::: TEXT UNDER STUDY

Editor’s note: As the world copes with the coronavirus disease (COVID-19) pandemic, pancreatic cancer patients, survivors and loved ones have additional concerns about health and safety right now. Today, we share the experience of one of those survivors.
Bella Graham couldn’t believe it.
A fellow shopper was complaining because Bella was allowing more than six feet between her and the person in front of her in the checkout line. The shopper said everyone was overreacting to the coronavirus threat.
Later, when a pipe burst in her home and she asked the plumber who came to fix it to pull his mask up over his nose, he didn’t comply. Bella had to call another plumber to come back in his place.
Bella is a pancreatic cancer survivor.
She has most of what she needs delivered, rarely leaves her home to shop and never has anyone over except when there is an emergency. When she does venture out, she’s frustrated by people who do not take scientific recommendations and warnings seriously. This is top of mind not only because she has an underlying health condition, but also because it isn’t visible to others.
“I don’t feel that I should have to announce to someone that I’m a cancer survivor and that’s why I’m being careful,” she said. Seeing people not being cautious “makes the situation even more difficult and fearful.”
Even as more businesses reopen, Bella hasn’t changed how she’s interacting with the world. She’s still not eating out. She’s cancelled her gym membership. She’s not seeing anyone face-to-face – even family members, as many of them work in healthcare and are afraid of exposing Bella to the virus.
In addition to her concerns as a cancer survivor, she also knows people who have been impacted by the coronavirus and doesn’t want anyone to have to go through that.
But behavior depicted on social media has also concerned her. “I’ve been really disappointed to see people I know not respecting social distancing, not wearing masks, continuing to have get-togethers with people in their house,” she said.
She’s taking as much as she can into her own hands, saying, “You can’t control what other people do. All I can do is protect myself.”

::::::
::: PROVIDED INFORMATION

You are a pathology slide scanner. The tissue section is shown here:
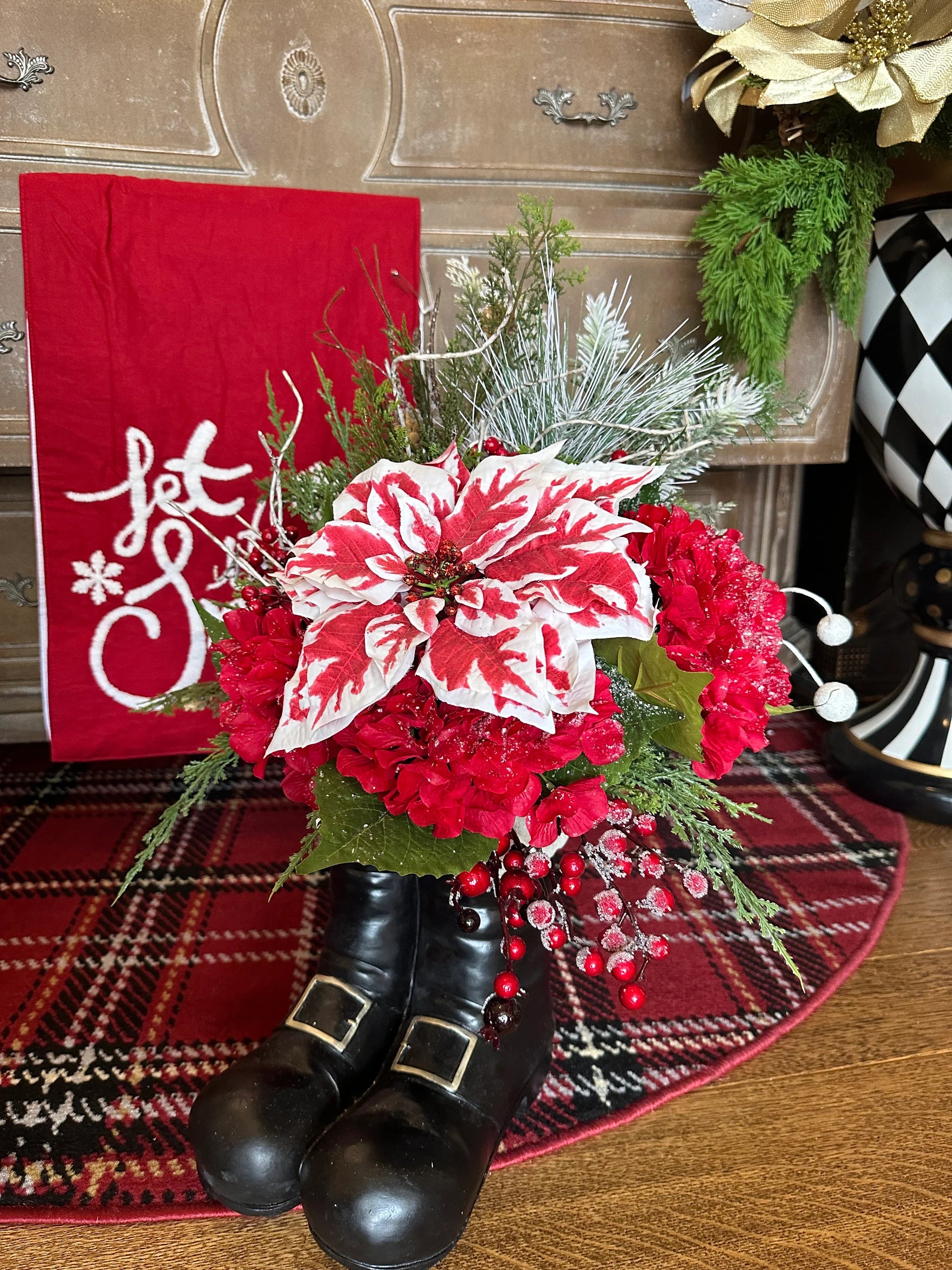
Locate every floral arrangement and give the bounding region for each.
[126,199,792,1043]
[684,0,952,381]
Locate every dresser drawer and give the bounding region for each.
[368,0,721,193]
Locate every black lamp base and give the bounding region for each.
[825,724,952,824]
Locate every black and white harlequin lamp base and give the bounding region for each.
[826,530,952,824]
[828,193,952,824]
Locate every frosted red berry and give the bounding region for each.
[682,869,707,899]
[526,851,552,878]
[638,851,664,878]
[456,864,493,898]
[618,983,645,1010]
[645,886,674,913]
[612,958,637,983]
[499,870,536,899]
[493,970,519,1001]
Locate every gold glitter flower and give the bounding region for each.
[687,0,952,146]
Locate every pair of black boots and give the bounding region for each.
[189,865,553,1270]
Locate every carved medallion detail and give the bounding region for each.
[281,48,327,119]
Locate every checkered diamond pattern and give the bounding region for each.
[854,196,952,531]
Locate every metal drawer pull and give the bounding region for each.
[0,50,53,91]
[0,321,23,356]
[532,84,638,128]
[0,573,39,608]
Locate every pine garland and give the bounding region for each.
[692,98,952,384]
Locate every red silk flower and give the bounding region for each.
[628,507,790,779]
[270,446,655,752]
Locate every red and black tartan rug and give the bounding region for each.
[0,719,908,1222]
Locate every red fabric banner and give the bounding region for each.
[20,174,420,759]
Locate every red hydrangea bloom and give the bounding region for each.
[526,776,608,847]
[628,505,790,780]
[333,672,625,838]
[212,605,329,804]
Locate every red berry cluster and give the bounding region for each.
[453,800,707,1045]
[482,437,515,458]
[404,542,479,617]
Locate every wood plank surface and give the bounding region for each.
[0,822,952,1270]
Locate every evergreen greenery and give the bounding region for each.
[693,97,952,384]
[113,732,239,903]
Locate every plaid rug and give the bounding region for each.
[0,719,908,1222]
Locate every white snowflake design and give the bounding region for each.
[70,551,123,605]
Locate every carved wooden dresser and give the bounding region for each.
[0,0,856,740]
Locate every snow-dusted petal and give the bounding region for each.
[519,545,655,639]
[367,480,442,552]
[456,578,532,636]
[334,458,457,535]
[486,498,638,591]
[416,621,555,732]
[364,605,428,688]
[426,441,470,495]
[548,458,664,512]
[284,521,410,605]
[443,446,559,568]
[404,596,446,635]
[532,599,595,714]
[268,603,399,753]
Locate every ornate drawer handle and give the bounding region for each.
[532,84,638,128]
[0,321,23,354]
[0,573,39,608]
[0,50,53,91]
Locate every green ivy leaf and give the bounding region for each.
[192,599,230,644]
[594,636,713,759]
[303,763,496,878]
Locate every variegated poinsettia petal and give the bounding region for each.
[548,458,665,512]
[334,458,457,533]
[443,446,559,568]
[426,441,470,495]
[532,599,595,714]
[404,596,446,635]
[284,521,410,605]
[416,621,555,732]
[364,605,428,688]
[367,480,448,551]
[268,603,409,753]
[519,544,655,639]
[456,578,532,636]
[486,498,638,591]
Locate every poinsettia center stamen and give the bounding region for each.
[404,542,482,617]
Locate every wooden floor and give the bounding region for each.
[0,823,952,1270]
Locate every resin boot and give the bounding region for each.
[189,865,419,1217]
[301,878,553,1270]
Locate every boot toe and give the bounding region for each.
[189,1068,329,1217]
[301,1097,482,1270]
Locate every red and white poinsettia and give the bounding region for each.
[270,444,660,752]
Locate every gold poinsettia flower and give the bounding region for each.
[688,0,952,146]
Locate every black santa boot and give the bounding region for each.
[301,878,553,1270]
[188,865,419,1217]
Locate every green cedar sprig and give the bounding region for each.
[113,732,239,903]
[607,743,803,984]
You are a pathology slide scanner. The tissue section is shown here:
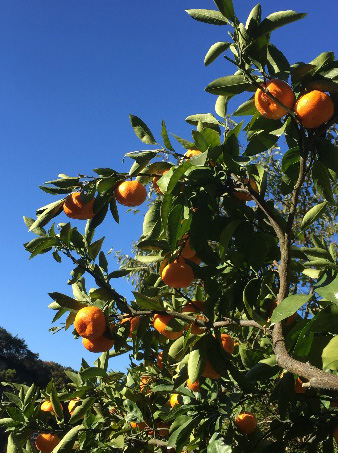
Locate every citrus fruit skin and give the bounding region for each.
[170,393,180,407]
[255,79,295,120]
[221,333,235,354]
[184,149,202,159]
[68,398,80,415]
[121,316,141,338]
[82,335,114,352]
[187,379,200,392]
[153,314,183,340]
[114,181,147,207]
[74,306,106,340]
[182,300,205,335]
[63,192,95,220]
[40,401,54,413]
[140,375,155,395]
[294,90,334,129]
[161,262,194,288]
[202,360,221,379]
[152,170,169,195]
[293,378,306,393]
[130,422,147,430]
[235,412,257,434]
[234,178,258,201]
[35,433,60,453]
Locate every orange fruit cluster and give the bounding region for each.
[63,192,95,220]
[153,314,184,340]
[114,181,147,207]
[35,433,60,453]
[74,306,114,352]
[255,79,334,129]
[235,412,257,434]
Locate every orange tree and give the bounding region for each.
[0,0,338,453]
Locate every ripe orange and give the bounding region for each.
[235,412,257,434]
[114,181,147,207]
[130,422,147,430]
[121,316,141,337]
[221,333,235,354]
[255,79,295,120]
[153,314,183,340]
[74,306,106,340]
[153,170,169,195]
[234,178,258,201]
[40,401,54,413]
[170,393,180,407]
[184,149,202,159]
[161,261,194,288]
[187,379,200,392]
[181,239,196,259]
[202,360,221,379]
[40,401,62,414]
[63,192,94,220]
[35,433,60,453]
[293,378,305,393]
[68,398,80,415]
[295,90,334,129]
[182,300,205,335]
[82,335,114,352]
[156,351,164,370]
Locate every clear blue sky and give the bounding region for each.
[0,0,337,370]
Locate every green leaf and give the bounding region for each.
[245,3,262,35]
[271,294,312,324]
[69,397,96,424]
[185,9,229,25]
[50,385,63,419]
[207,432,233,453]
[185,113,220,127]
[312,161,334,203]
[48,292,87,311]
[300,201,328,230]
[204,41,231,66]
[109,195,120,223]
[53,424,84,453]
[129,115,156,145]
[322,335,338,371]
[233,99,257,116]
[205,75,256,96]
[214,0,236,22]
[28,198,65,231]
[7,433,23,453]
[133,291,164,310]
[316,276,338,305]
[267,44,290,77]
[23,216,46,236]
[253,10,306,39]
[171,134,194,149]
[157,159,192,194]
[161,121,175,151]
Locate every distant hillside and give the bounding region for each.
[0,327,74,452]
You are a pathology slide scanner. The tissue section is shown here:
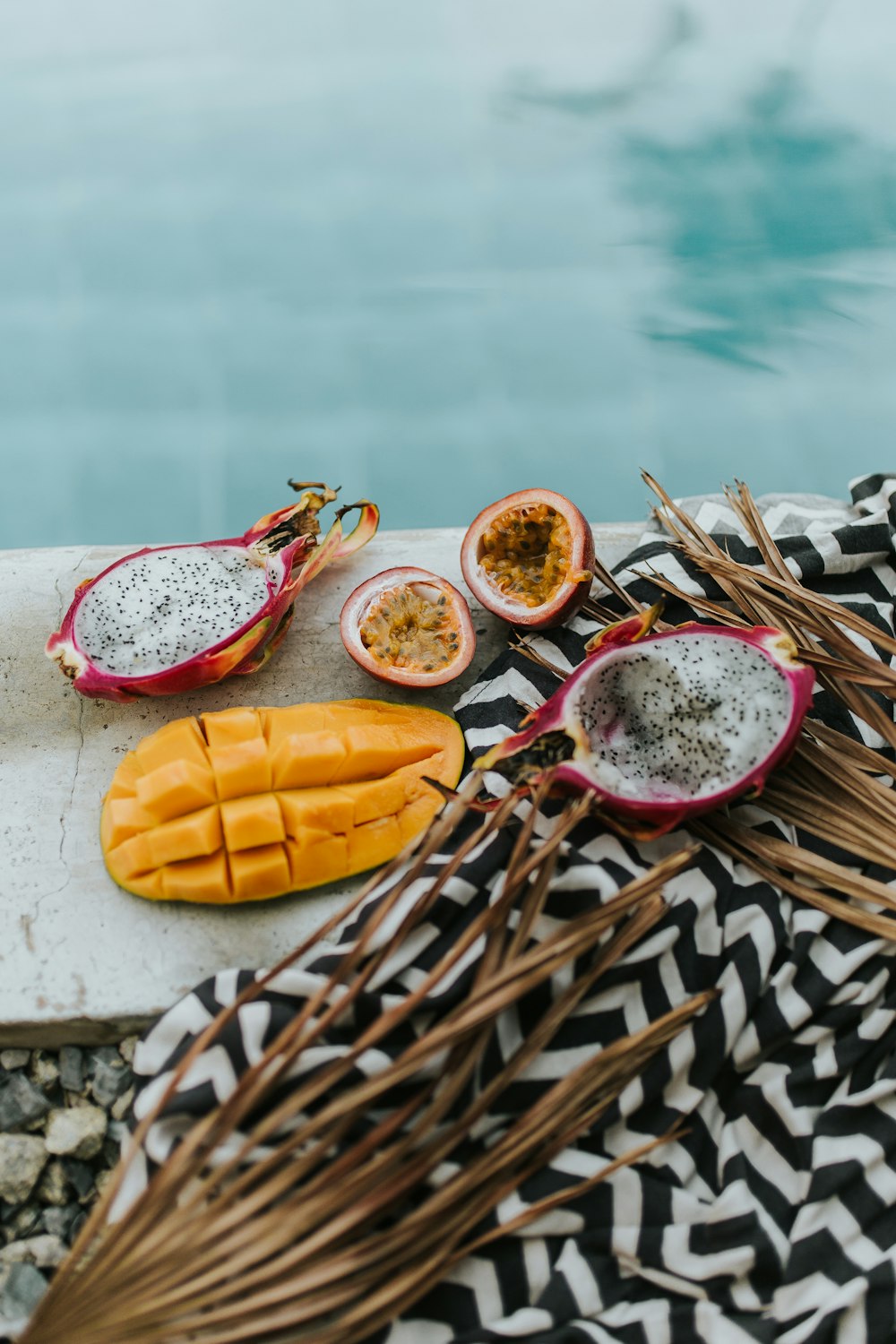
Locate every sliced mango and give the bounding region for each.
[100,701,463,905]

::::::

EXERCISE REQUIREMENTS:
1. Answer these from the article on Bella Graham:
(a) What did the plumber refuse to do when Bella asked him?
(b) What membership has Bella cancelled?
(c) Why are Bella's family members not seeing her face-to-face?
2. Extend the article on Bella Graham with a further passage that follows on from its final quoted remark.

REPLIES:
1.
(a) He did not pull his mask up over his nose.
(b) Her gym membership.
(c) Many of them work in healthcare and are afraid of exposing her to the virus.

2.
In addition to taking precautions to avoid contracting and spreading the virus, she is taking care of her mental health.
This includes getting professional counseling. She is so passionate about this that she will begin graduate school in August to become a psychotherapist.
“I believe in therapy and the power of being able to talk to someone who can help you sort through what you may be feeling,” Bella said. “It is also helpful to talk to others who are going through what you are, like through PanCAN’s Survivor & Caregiver Network.”
PanCAN’s Patient Services can provide mental health resources and connect you to others in a similar situation through the Survivor & Caregiver Network.
“We are living in a very high-stress, high-pressure, unprecedented time,” Bella said. “Everyone should give themselves grace. Take time to yourself to process and understand that whatever you’re feeling is valid.”
She expanded, “Everyone is feeling overwhelmed, and some people don’t know what to do. Reaching out to a mental health professional could be helpful. There are other forms of holistic healing and self-care that might help, too.”
In addition to therapy and staying in touch with other survivors, Bella asks herself, “What do I need to take care of myself in this moment?”
One result is that she has been beautifying her home, making it a place that is enjoyable to work, exercise and live in all day, every day. “None of us were prepared to live this way in our houses,” she said.
When she does have an emergency that requires a visit to her home, she speaks with the provider on the phone ahead of time to make sure they will wear a mask when in her home.
And she urges everyone to be considerate when it comes to potentially spreading this virus.
“We have to be community-minded,” Bella said. “The only way we beat COVID-19 is if we care about people who are not in our family, who are not our friends, who we don’t know. It may not be your mom or your kid, but it’s somebody’s mom. It’s somebody’s kid.
“I care about you, so I’m going to wear a mask.”